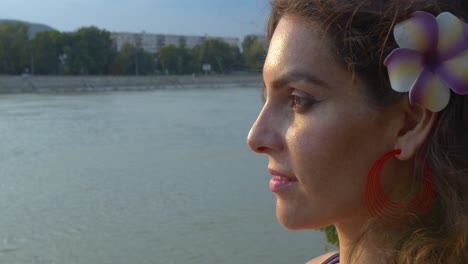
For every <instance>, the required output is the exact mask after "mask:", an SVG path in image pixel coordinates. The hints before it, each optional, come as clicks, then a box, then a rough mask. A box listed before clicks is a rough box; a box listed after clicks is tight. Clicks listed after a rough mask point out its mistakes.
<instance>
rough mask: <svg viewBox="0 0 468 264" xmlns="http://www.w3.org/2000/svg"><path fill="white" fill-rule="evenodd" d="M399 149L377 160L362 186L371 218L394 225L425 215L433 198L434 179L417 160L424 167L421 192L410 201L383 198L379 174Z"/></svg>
mask: <svg viewBox="0 0 468 264" xmlns="http://www.w3.org/2000/svg"><path fill="white" fill-rule="evenodd" d="M400 153H401V149H396V150H393V151H390V152H388V153H385V154H384V155H383V156H382V157H380V158H379V159H377V160H376V161H375V162H374V164H373V165H372V167H371V169H370V170H369V174H368V175H367V178H366V183H365V186H364V201H365V203H366V207H367V210H368V211H369V213H370V214H371V215H372V216H373V217H378V218H379V219H381V220H382V221H383V222H386V223H387V224H388V223H395V222H397V221H401V220H406V219H408V218H410V217H411V216H414V215H415V214H424V213H427V212H428V211H429V210H430V209H431V206H432V203H433V201H434V198H435V187H434V178H433V176H432V173H431V170H430V168H429V166H428V165H427V164H426V163H425V162H424V161H422V160H420V159H418V161H419V162H420V163H422V165H423V167H424V182H423V185H422V187H421V191H420V192H419V193H418V194H416V195H415V196H414V197H413V198H411V199H410V200H408V201H406V202H403V203H397V202H394V201H391V200H390V199H389V198H388V197H387V196H385V194H384V192H383V190H382V184H381V179H380V174H381V173H382V169H383V166H384V164H385V162H387V161H388V160H389V159H390V158H392V157H393V156H395V155H397V154H400Z"/></svg>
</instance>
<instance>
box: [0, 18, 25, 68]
mask: <svg viewBox="0 0 468 264" xmlns="http://www.w3.org/2000/svg"><path fill="white" fill-rule="evenodd" d="M28 28H29V27H28V25H26V24H24V23H2V24H0V48H1V51H0V56H1V57H0V73H2V74H20V73H22V72H24V71H25V69H26V68H28V67H29V61H30V60H29V56H28Z"/></svg>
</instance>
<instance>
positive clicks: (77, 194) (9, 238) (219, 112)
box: [0, 87, 325, 264]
::::
What to do> All entries, top to bottom, should be retyped exactly; the pictures should not be.

Your solution>
For every <instance>, the required output is the exact mask after "mask:", an SVG path in image pixel coordinates. The hints before it, each optional, come as clicks, then a box, then a rough mask. A box listed before clicks is a rough box; a box listed after clicks is tight. Clicks listed after a rough mask point out its mistakes.
<instance>
rough mask: <svg viewBox="0 0 468 264" xmlns="http://www.w3.org/2000/svg"><path fill="white" fill-rule="evenodd" d="M399 149L377 160L362 186L371 218L394 225L425 215L433 198L434 179L417 160L424 167L421 192L410 201L383 198L379 174Z"/></svg>
mask: <svg viewBox="0 0 468 264" xmlns="http://www.w3.org/2000/svg"><path fill="white" fill-rule="evenodd" d="M400 153H401V149H396V150H393V151H390V152H388V153H385V154H384V155H383V156H382V157H380V158H379V159H377V160H376V161H375V162H374V164H373V165H372V167H371V169H370V170H369V174H368V175H367V178H366V183H365V186H364V201H365V203H366V207H367V210H368V211H369V213H370V214H371V215H372V216H373V217H378V218H379V219H381V220H382V221H383V222H386V223H387V224H388V223H395V222H397V221H401V220H406V219H408V218H410V217H411V216H414V215H415V214H424V213H427V212H428V211H429V210H430V209H431V206H432V203H433V201H434V198H435V187H434V178H433V176H432V173H431V170H430V168H429V166H428V165H427V164H426V163H425V162H424V161H422V160H420V159H418V161H419V162H420V163H422V165H423V167H424V182H423V185H422V187H421V191H420V192H419V193H418V194H416V195H415V196H414V197H413V198H411V199H410V200H408V201H406V202H403V203H397V202H394V201H391V200H390V199H389V198H388V197H387V196H385V194H384V192H383V190H382V184H381V179H380V174H381V173H382V169H383V166H384V164H385V162H387V161H388V160H389V159H390V158H392V157H393V156H395V155H397V154H400Z"/></svg>
</instance>
<instance>
box: [0, 18, 25, 68]
mask: <svg viewBox="0 0 468 264" xmlns="http://www.w3.org/2000/svg"><path fill="white" fill-rule="evenodd" d="M28 28H29V27H28V25H26V24H24V23H2V24H0V48H1V51H0V56H1V57H0V73H2V74H20V73H22V72H24V71H25V69H26V68H28V67H29V61H30V60H29V56H28Z"/></svg>
</instance>
<instance>
positive clicks: (77, 194) (9, 238) (219, 112)
box: [0, 87, 325, 264]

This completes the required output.